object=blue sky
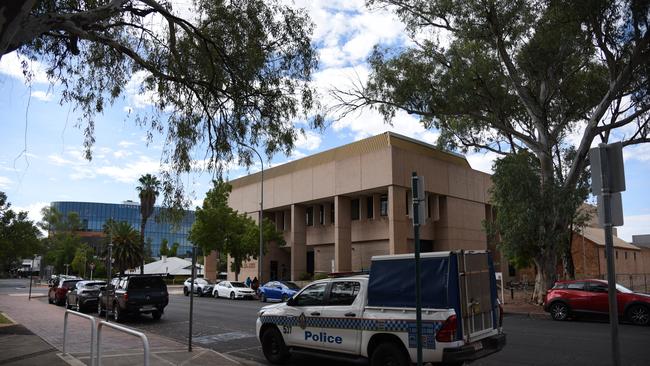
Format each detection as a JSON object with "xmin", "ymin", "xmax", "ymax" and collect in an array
[{"xmin": 0, "ymin": 1, "xmax": 648, "ymax": 242}]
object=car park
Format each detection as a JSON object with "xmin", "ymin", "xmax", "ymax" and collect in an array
[
  {"xmin": 65, "ymin": 280, "xmax": 105, "ymax": 312},
  {"xmin": 48, "ymin": 277, "xmax": 83, "ymax": 306},
  {"xmin": 544, "ymin": 279, "xmax": 650, "ymax": 325},
  {"xmin": 98, "ymin": 275, "xmax": 169, "ymax": 322},
  {"xmin": 213, "ymin": 281, "xmax": 256, "ymax": 299},
  {"xmin": 258, "ymin": 281, "xmax": 300, "ymax": 302},
  {"xmin": 257, "ymin": 251, "xmax": 505, "ymax": 366},
  {"xmin": 183, "ymin": 278, "xmax": 214, "ymax": 297}
]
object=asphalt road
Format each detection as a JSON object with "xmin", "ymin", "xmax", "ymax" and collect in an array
[
  {"xmin": 3, "ymin": 280, "xmax": 650, "ymax": 366},
  {"xmin": 100, "ymin": 293, "xmax": 650, "ymax": 366}
]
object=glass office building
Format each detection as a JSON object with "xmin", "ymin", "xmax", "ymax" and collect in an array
[{"xmin": 50, "ymin": 201, "xmax": 195, "ymax": 257}]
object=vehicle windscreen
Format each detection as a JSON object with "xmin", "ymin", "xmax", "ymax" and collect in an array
[
  {"xmin": 63, "ymin": 280, "xmax": 82, "ymax": 289},
  {"xmin": 281, "ymin": 281, "xmax": 300, "ymax": 290},
  {"xmin": 128, "ymin": 277, "xmax": 166, "ymax": 290},
  {"xmin": 616, "ymin": 284, "xmax": 633, "ymax": 293},
  {"xmin": 84, "ymin": 282, "xmax": 105, "ymax": 288},
  {"xmin": 231, "ymin": 282, "xmax": 247, "ymax": 288},
  {"xmin": 196, "ymin": 279, "xmax": 208, "ymax": 285}
]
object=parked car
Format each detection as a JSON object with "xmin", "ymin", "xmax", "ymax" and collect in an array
[
  {"xmin": 213, "ymin": 281, "xmax": 256, "ymax": 299},
  {"xmin": 65, "ymin": 280, "xmax": 105, "ymax": 312},
  {"xmin": 48, "ymin": 278, "xmax": 83, "ymax": 306},
  {"xmin": 183, "ymin": 278, "xmax": 214, "ymax": 297},
  {"xmin": 98, "ymin": 275, "xmax": 169, "ymax": 322},
  {"xmin": 258, "ymin": 281, "xmax": 300, "ymax": 302},
  {"xmin": 544, "ymin": 279, "xmax": 650, "ymax": 325}
]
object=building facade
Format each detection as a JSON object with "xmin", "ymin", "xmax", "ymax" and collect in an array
[
  {"xmin": 50, "ymin": 201, "xmax": 195, "ymax": 257},
  {"xmin": 204, "ymin": 132, "xmax": 497, "ymax": 282}
]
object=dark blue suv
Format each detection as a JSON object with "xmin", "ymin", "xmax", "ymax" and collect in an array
[{"xmin": 258, "ymin": 281, "xmax": 301, "ymax": 302}]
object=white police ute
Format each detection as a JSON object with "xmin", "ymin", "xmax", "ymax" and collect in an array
[{"xmin": 256, "ymin": 250, "xmax": 506, "ymax": 366}]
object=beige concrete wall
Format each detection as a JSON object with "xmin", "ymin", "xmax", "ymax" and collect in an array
[
  {"xmin": 352, "ymin": 241, "xmax": 389, "ymax": 271},
  {"xmin": 597, "ymin": 247, "xmax": 644, "ymax": 275},
  {"xmin": 434, "ymin": 196, "xmax": 487, "ymax": 251},
  {"xmin": 314, "ymin": 244, "xmax": 334, "ymax": 274}
]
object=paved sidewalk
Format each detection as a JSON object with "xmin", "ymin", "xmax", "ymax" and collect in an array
[
  {"xmin": 0, "ymin": 294, "xmax": 260, "ymax": 365},
  {"xmin": 501, "ymin": 289, "xmax": 548, "ymax": 318},
  {"xmin": 0, "ymin": 318, "xmax": 69, "ymax": 365}
]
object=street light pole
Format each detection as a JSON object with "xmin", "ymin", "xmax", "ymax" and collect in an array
[{"xmin": 238, "ymin": 141, "xmax": 264, "ymax": 284}]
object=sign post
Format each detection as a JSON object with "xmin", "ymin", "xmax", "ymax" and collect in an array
[
  {"xmin": 411, "ymin": 172, "xmax": 425, "ymax": 366},
  {"xmin": 589, "ymin": 142, "xmax": 625, "ymax": 366}
]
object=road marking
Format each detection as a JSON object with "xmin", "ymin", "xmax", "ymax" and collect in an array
[
  {"xmin": 193, "ymin": 331, "xmax": 254, "ymax": 344},
  {"xmin": 7, "ymin": 293, "xmax": 47, "ymax": 297}
]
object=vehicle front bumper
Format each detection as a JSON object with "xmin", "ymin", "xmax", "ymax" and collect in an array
[
  {"xmin": 442, "ymin": 333, "xmax": 506, "ymax": 364},
  {"xmin": 235, "ymin": 292, "xmax": 256, "ymax": 299}
]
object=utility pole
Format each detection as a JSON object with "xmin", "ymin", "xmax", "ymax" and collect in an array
[
  {"xmin": 189, "ymin": 245, "xmax": 197, "ymax": 352},
  {"xmin": 106, "ymin": 243, "xmax": 112, "ymax": 322}
]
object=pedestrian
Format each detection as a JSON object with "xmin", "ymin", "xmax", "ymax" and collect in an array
[
  {"xmin": 252, "ymin": 277, "xmax": 259, "ymax": 291},
  {"xmin": 245, "ymin": 276, "xmax": 251, "ymax": 287}
]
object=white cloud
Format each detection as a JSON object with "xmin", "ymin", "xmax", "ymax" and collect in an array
[
  {"xmin": 0, "ymin": 52, "xmax": 49, "ymax": 84},
  {"xmin": 0, "ymin": 176, "xmax": 12, "ymax": 189},
  {"xmin": 113, "ymin": 150, "xmax": 132, "ymax": 159},
  {"xmin": 623, "ymin": 143, "xmax": 650, "ymax": 163},
  {"xmin": 617, "ymin": 214, "xmax": 650, "ymax": 242},
  {"xmin": 295, "ymin": 131, "xmax": 322, "ymax": 151},
  {"xmin": 31, "ymin": 90, "xmax": 53, "ymax": 102},
  {"xmin": 118, "ymin": 141, "xmax": 136, "ymax": 148},
  {"xmin": 466, "ymin": 151, "xmax": 500, "ymax": 174},
  {"xmin": 12, "ymin": 201, "xmax": 48, "ymax": 227},
  {"xmin": 125, "ymin": 70, "xmax": 157, "ymax": 109},
  {"xmin": 94, "ymin": 155, "xmax": 161, "ymax": 183}
]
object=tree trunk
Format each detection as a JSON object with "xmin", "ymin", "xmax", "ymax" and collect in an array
[
  {"xmin": 563, "ymin": 224, "xmax": 576, "ymax": 280},
  {"xmin": 532, "ymin": 253, "xmax": 558, "ymax": 304},
  {"xmin": 140, "ymin": 218, "xmax": 147, "ymax": 274}
]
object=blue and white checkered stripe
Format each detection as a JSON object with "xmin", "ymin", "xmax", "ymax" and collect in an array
[{"xmin": 260, "ymin": 315, "xmax": 442, "ymax": 333}]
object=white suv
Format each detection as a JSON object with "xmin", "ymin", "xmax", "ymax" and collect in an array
[{"xmin": 183, "ymin": 278, "xmax": 213, "ymax": 297}]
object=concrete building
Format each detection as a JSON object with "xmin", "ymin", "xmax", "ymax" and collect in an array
[{"xmin": 204, "ymin": 132, "xmax": 495, "ymax": 283}]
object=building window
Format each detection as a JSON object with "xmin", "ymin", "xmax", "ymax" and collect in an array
[
  {"xmin": 319, "ymin": 205, "xmax": 324, "ymax": 225},
  {"xmin": 367, "ymin": 197, "xmax": 374, "ymax": 219},
  {"xmin": 331, "ymin": 204, "xmax": 335, "ymax": 224},
  {"xmin": 616, "ymin": 250, "xmax": 618, "ymax": 260},
  {"xmin": 406, "ymin": 191, "xmax": 410, "ymax": 215},
  {"xmin": 351, "ymin": 199, "xmax": 360, "ymax": 220},
  {"xmin": 306, "ymin": 207, "xmax": 314, "ymax": 226},
  {"xmin": 380, "ymin": 195, "xmax": 388, "ymax": 216},
  {"xmin": 625, "ymin": 252, "xmax": 628, "ymax": 260},
  {"xmin": 634, "ymin": 252, "xmax": 637, "ymax": 261}
]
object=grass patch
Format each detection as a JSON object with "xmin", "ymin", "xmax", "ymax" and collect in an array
[{"xmin": 0, "ymin": 312, "xmax": 12, "ymax": 324}]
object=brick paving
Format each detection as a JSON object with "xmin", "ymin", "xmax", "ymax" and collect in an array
[{"xmin": 0, "ymin": 294, "xmax": 253, "ymax": 365}]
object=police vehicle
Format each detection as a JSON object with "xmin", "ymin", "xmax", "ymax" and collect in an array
[{"xmin": 256, "ymin": 251, "xmax": 505, "ymax": 366}]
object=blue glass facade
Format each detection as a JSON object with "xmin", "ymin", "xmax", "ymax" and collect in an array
[{"xmin": 51, "ymin": 201, "xmax": 195, "ymax": 257}]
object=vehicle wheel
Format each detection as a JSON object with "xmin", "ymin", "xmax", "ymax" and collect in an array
[
  {"xmin": 152, "ymin": 311, "xmax": 162, "ymax": 320},
  {"xmin": 261, "ymin": 327, "xmax": 289, "ymax": 364},
  {"xmin": 260, "ymin": 293, "xmax": 267, "ymax": 303},
  {"xmin": 550, "ymin": 302, "xmax": 569, "ymax": 321},
  {"xmin": 198, "ymin": 290, "xmax": 203, "ymax": 297},
  {"xmin": 281, "ymin": 294, "xmax": 288, "ymax": 302},
  {"xmin": 370, "ymin": 342, "xmax": 409, "ymax": 366},
  {"xmin": 48, "ymin": 296, "xmax": 53, "ymax": 304},
  {"xmin": 627, "ymin": 305, "xmax": 650, "ymax": 326},
  {"xmin": 230, "ymin": 292, "xmax": 235, "ymax": 300},
  {"xmin": 113, "ymin": 303, "xmax": 122, "ymax": 322},
  {"xmin": 214, "ymin": 291, "xmax": 219, "ymax": 298},
  {"xmin": 98, "ymin": 302, "xmax": 104, "ymax": 316},
  {"xmin": 183, "ymin": 287, "xmax": 189, "ymax": 296}
]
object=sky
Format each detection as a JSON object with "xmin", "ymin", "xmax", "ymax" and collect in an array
[{"xmin": 0, "ymin": 0, "xmax": 648, "ymax": 242}]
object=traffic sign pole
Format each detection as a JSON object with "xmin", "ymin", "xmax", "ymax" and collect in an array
[{"xmin": 411, "ymin": 172, "xmax": 423, "ymax": 366}]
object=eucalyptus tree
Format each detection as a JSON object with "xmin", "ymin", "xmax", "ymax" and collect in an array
[
  {"xmin": 136, "ymin": 173, "xmax": 160, "ymax": 273},
  {"xmin": 2, "ymin": 0, "xmax": 320, "ymax": 208},
  {"xmin": 334, "ymin": 0, "xmax": 649, "ymax": 302}
]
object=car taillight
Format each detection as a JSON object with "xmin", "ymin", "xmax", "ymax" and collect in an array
[
  {"xmin": 124, "ymin": 292, "xmax": 128, "ymax": 301},
  {"xmin": 436, "ymin": 314, "xmax": 458, "ymax": 342}
]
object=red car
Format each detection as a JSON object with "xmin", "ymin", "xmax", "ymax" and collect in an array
[
  {"xmin": 48, "ymin": 278, "xmax": 83, "ymax": 306},
  {"xmin": 544, "ymin": 279, "xmax": 650, "ymax": 325}
]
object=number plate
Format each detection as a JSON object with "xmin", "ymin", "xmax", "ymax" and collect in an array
[
  {"xmin": 472, "ymin": 342, "xmax": 483, "ymax": 351},
  {"xmin": 140, "ymin": 305, "xmax": 155, "ymax": 311}
]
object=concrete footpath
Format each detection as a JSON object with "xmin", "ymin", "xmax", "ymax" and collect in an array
[{"xmin": 0, "ymin": 292, "xmax": 261, "ymax": 366}]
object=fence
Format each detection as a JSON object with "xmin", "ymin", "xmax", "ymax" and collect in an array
[{"xmin": 600, "ymin": 273, "xmax": 650, "ymax": 293}]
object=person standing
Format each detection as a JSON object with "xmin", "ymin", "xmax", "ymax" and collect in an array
[{"xmin": 245, "ymin": 276, "xmax": 252, "ymax": 287}]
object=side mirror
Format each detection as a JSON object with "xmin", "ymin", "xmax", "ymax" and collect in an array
[{"xmin": 286, "ymin": 297, "xmax": 296, "ymax": 306}]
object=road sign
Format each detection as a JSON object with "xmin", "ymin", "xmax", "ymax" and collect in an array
[
  {"xmin": 597, "ymin": 192, "xmax": 624, "ymax": 227},
  {"xmin": 590, "ymin": 142, "xmax": 626, "ymax": 194},
  {"xmin": 410, "ymin": 175, "xmax": 427, "ymax": 226}
]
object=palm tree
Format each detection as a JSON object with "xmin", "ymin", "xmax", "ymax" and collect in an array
[
  {"xmin": 136, "ymin": 174, "xmax": 160, "ymax": 274},
  {"xmin": 109, "ymin": 221, "xmax": 143, "ymax": 276}
]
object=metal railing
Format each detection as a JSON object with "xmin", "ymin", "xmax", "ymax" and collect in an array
[
  {"xmin": 97, "ymin": 321, "xmax": 150, "ymax": 366},
  {"xmin": 63, "ymin": 310, "xmax": 97, "ymax": 366}
]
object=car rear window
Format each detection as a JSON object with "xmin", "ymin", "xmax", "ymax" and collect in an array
[
  {"xmin": 84, "ymin": 282, "xmax": 105, "ymax": 288},
  {"xmin": 63, "ymin": 280, "xmax": 82, "ymax": 289},
  {"xmin": 128, "ymin": 277, "xmax": 166, "ymax": 290},
  {"xmin": 231, "ymin": 282, "xmax": 247, "ymax": 288},
  {"xmin": 282, "ymin": 281, "xmax": 300, "ymax": 290}
]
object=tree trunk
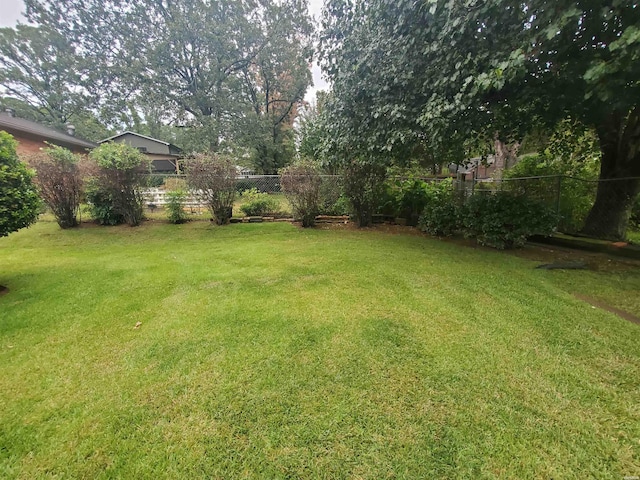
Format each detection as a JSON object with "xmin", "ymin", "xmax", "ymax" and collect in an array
[{"xmin": 581, "ymin": 109, "xmax": 640, "ymax": 240}]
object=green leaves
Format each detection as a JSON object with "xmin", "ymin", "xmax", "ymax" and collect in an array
[{"xmin": 0, "ymin": 131, "xmax": 41, "ymax": 237}]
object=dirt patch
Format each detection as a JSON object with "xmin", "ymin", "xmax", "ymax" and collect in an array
[
  {"xmin": 573, "ymin": 293, "xmax": 640, "ymax": 326},
  {"xmin": 512, "ymin": 244, "xmax": 640, "ymax": 273},
  {"xmin": 0, "ymin": 286, "xmax": 8, "ymax": 297}
]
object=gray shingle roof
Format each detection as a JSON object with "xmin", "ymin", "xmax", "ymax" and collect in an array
[{"xmin": 0, "ymin": 112, "xmax": 97, "ymax": 149}]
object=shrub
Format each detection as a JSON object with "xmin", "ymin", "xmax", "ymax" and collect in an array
[
  {"xmin": 239, "ymin": 188, "xmax": 279, "ymax": 217},
  {"xmin": 166, "ymin": 190, "xmax": 188, "ymax": 224},
  {"xmin": 386, "ymin": 177, "xmax": 432, "ymax": 225},
  {"xmin": 280, "ymin": 161, "xmax": 322, "ymax": 227},
  {"xmin": 342, "ymin": 160, "xmax": 387, "ymax": 227},
  {"xmin": 85, "ymin": 179, "xmax": 125, "ymax": 226},
  {"xmin": 418, "ymin": 179, "xmax": 460, "ymax": 236},
  {"xmin": 89, "ymin": 142, "xmax": 148, "ymax": 226},
  {"xmin": 503, "ymin": 153, "xmax": 599, "ymax": 233},
  {"xmin": 321, "ymin": 194, "xmax": 350, "ymax": 216},
  {"xmin": 631, "ymin": 194, "xmax": 640, "ymax": 231},
  {"xmin": 31, "ymin": 145, "xmax": 83, "ymax": 229},
  {"xmin": 144, "ymin": 175, "xmax": 165, "ymax": 188},
  {"xmin": 462, "ymin": 192, "xmax": 557, "ymax": 249},
  {"xmin": 185, "ymin": 153, "xmax": 236, "ymax": 225},
  {"xmin": 0, "ymin": 131, "xmax": 40, "ymax": 237}
]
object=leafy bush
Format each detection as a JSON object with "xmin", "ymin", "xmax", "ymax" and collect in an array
[
  {"xmin": 342, "ymin": 160, "xmax": 387, "ymax": 227},
  {"xmin": 320, "ymin": 194, "xmax": 350, "ymax": 216},
  {"xmin": 418, "ymin": 179, "xmax": 460, "ymax": 236},
  {"xmin": 186, "ymin": 153, "xmax": 236, "ymax": 225},
  {"xmin": 280, "ymin": 161, "xmax": 322, "ymax": 227},
  {"xmin": 166, "ymin": 190, "xmax": 188, "ymax": 224},
  {"xmin": 462, "ymin": 192, "xmax": 557, "ymax": 249},
  {"xmin": 631, "ymin": 194, "xmax": 640, "ymax": 231},
  {"xmin": 89, "ymin": 142, "xmax": 148, "ymax": 226},
  {"xmin": 85, "ymin": 179, "xmax": 125, "ymax": 226},
  {"xmin": 31, "ymin": 145, "xmax": 83, "ymax": 229},
  {"xmin": 144, "ymin": 175, "xmax": 165, "ymax": 188},
  {"xmin": 385, "ymin": 177, "xmax": 432, "ymax": 225},
  {"xmin": 317, "ymin": 176, "xmax": 346, "ymax": 215},
  {"xmin": 239, "ymin": 188, "xmax": 279, "ymax": 217},
  {"xmin": 504, "ymin": 153, "xmax": 599, "ymax": 233},
  {"xmin": 0, "ymin": 131, "xmax": 40, "ymax": 237}
]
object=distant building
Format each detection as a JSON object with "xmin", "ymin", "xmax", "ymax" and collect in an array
[
  {"xmin": 100, "ymin": 131, "xmax": 183, "ymax": 174},
  {"xmin": 449, "ymin": 155, "xmax": 500, "ymax": 181},
  {"xmin": 0, "ymin": 108, "xmax": 97, "ymax": 156}
]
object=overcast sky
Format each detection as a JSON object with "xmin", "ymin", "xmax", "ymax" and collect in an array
[{"xmin": 0, "ymin": 0, "xmax": 328, "ymax": 101}]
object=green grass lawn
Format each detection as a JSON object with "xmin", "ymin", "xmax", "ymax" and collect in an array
[{"xmin": 1, "ymin": 220, "xmax": 639, "ymax": 479}]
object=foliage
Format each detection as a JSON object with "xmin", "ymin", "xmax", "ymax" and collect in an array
[
  {"xmin": 342, "ymin": 160, "xmax": 387, "ymax": 227},
  {"xmin": 144, "ymin": 175, "xmax": 165, "ymax": 188},
  {"xmin": 21, "ymin": 0, "xmax": 313, "ymax": 157},
  {"xmin": 239, "ymin": 188, "xmax": 279, "ymax": 217},
  {"xmin": 0, "ymin": 25, "xmax": 113, "ymax": 140},
  {"xmin": 0, "ymin": 131, "xmax": 40, "ymax": 237},
  {"xmin": 462, "ymin": 192, "xmax": 557, "ymax": 249},
  {"xmin": 631, "ymin": 195, "xmax": 640, "ymax": 231},
  {"xmin": 186, "ymin": 153, "xmax": 236, "ymax": 225},
  {"xmin": 384, "ymin": 177, "xmax": 434, "ymax": 226},
  {"xmin": 85, "ymin": 179, "xmax": 124, "ymax": 226},
  {"xmin": 320, "ymin": 0, "xmax": 640, "ymax": 239},
  {"xmin": 166, "ymin": 190, "xmax": 188, "ymax": 224},
  {"xmin": 88, "ymin": 142, "xmax": 147, "ymax": 226},
  {"xmin": 30, "ymin": 145, "xmax": 83, "ymax": 229},
  {"xmin": 417, "ymin": 179, "xmax": 461, "ymax": 237},
  {"xmin": 280, "ymin": 161, "xmax": 322, "ymax": 227},
  {"xmin": 297, "ymin": 91, "xmax": 330, "ymax": 164},
  {"xmin": 504, "ymin": 154, "xmax": 598, "ymax": 233},
  {"xmin": 317, "ymin": 175, "xmax": 348, "ymax": 216}
]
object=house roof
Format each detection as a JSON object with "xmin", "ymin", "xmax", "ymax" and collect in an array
[
  {"xmin": 0, "ymin": 111, "xmax": 98, "ymax": 149},
  {"xmin": 100, "ymin": 131, "xmax": 182, "ymax": 152}
]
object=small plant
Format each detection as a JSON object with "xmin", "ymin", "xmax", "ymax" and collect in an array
[
  {"xmin": 418, "ymin": 179, "xmax": 460, "ymax": 236},
  {"xmin": 239, "ymin": 188, "xmax": 279, "ymax": 217},
  {"xmin": 280, "ymin": 161, "xmax": 322, "ymax": 227},
  {"xmin": 461, "ymin": 191, "xmax": 557, "ymax": 249},
  {"xmin": 166, "ymin": 190, "xmax": 188, "ymax": 224},
  {"xmin": 185, "ymin": 153, "xmax": 236, "ymax": 225},
  {"xmin": 31, "ymin": 145, "xmax": 83, "ymax": 229}
]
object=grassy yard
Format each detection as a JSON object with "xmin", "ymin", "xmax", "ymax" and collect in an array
[{"xmin": 1, "ymin": 220, "xmax": 639, "ymax": 479}]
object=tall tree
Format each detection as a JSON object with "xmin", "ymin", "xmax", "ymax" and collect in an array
[
  {"xmin": 23, "ymin": 0, "xmax": 313, "ymax": 159},
  {"xmin": 321, "ymin": 0, "xmax": 640, "ymax": 239},
  {"xmin": 238, "ymin": 0, "xmax": 313, "ymax": 173},
  {"xmin": 0, "ymin": 25, "xmax": 111, "ymax": 141}
]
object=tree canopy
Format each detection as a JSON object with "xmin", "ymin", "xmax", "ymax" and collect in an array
[
  {"xmin": 9, "ymin": 0, "xmax": 314, "ymax": 171},
  {"xmin": 320, "ymin": 0, "xmax": 640, "ymax": 239}
]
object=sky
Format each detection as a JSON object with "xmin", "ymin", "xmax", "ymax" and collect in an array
[{"xmin": 0, "ymin": 0, "xmax": 328, "ymax": 101}]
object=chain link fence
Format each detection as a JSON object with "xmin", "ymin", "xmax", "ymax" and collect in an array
[
  {"xmin": 142, "ymin": 173, "xmax": 640, "ymax": 238},
  {"xmin": 459, "ymin": 175, "xmax": 640, "ymax": 238}
]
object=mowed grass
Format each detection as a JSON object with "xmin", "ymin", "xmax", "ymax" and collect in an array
[{"xmin": 0, "ymin": 220, "xmax": 639, "ymax": 479}]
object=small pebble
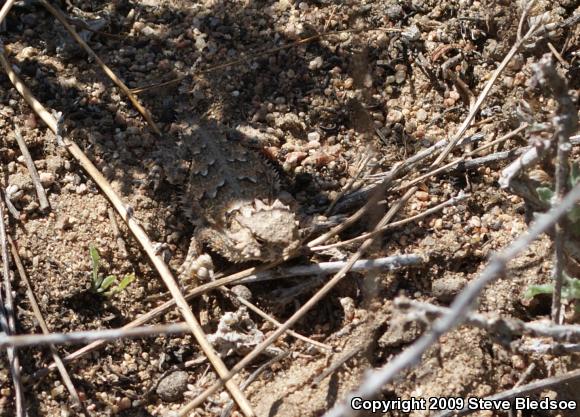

____________

#### Task instructions:
In the material above, find each line containing the word "road" and copy it.

#### Expected answer:
object=asphalt road
object=road marking
object=road sign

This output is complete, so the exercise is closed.